_Passage shown_
-- Opening Marker --

Horizon: Facebook’s Open Source Applied Reinforcement Learning Platform - inputcoffee
https://research.fb.com/publications/horizon-facebooks-open-source-applied-reinforcement-learning-platform/
======
AndrewKemendo
This is not a research paper. In fact, most ML papers aren't research papers.
Compare the FB paper to the first result in biorxiv under the genetics heading
[1]. There are basically no similarities other than being done in LaTeX. I
never expect a research paper to talk about how the research affected business
processes, but again this isn't research in any traditional sense.

What this is, is documentation of how Facebook implemented a technology stack
that uses reinforcement learning techniques to do something. Namely:
"Notifications at Facebook"

So what can other developers and business owners take from this? I don't see
anything about the down stream product impacts. Does it impact conversion to
paid rate for users? Does it reduce human labor? How does it improve benefits
to users. All I see them write are two things:

"We observed a significant improvement in activity and mean- ingful
interactions by deploying an RL based policy for certain types of
notifications, replacing the previous system based on supervised learning."

-- Closing Marker --

_Tasks and exercises_
1. Answer these questions about the Horizon thread:
(a) Under which heading on biorxiv does the commenter point to the first result for comparison?
(b) What does the commenter name as the thing Facebook used its reinforcement learning stack to do?
(c) According to the quoted sentence, what kind of system did the RL-based policy replace?
2. Write the next part of the Horizon thread, starting after its last sentence.

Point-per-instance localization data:
-- Opening Marker --

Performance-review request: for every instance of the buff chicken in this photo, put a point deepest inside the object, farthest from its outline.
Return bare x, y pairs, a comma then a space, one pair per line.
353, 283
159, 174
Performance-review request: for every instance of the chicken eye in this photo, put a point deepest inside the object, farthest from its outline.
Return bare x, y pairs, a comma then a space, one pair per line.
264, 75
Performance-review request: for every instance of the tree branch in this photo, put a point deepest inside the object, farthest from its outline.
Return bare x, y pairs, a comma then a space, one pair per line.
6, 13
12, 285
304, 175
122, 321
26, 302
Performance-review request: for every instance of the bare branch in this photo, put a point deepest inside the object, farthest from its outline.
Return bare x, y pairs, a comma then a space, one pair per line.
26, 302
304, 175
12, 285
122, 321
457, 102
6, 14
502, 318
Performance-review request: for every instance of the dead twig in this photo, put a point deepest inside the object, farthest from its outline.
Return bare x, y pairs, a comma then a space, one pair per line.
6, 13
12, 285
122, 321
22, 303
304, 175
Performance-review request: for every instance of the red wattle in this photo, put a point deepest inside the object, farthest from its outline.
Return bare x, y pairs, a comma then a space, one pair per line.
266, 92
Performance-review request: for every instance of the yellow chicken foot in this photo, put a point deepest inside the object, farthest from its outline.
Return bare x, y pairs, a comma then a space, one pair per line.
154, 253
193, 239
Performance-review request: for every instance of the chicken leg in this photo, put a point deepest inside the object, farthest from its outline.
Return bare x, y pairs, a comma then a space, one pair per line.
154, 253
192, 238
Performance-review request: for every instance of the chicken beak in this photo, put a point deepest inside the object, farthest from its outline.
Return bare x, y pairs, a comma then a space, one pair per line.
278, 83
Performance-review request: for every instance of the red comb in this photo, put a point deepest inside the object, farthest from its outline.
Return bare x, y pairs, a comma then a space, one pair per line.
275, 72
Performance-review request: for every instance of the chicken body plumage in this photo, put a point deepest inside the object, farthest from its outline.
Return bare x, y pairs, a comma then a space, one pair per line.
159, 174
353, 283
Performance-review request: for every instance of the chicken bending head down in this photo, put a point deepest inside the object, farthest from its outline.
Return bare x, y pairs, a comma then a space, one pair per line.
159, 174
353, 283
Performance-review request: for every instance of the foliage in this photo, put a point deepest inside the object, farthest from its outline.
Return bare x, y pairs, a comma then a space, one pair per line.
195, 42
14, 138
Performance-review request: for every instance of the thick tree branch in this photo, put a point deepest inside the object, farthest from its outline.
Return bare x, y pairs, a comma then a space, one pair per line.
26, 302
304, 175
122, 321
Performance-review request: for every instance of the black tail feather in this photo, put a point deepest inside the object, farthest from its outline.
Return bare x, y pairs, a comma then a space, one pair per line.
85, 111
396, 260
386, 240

-- Closing Marker --

_Answers to the exercise_
1.
(a) Genetics.
(b) "Notifications at Facebook."
(c) A system based on supervised learning.

2.
I'm sorry but there is absolutely nothing rigorous in that statement. How are
"meaningful interactions" defined? Hopefully they aren't still arguing the
formula (more interaction = makes users better off).

"After deploying the DQN model, we were able to improve daily, weekly, and
monthly metrics without sacrificing notification quality."

Improve for who? Well obviously Facebook and how much activity people have.
Not necessarily if the user is actually getting more value from it.

What's the Return on Investment for this system?

Listen, I'm a huge fan of being open with business practices, research
etc...I'm also obsessive about RL and making progress in the field.

What I can't stand however is lack of rigorous and tangible proof of how we're
making things better for users or the society broadly with RL yet, or even in
most cases getting positive ROI for the effort we're putting into ML/DL.

I've built these tools at scale so it hurts to say this, but the economics
just aren't yet lining up here across the entire ML/DL industry and that has
me worried that another AI winter is coming.

[1][https://www.biorxiv.org/content/early/2018/11/01/422345](https://www.biorxiv.org/content/early/2018/11/01/422345)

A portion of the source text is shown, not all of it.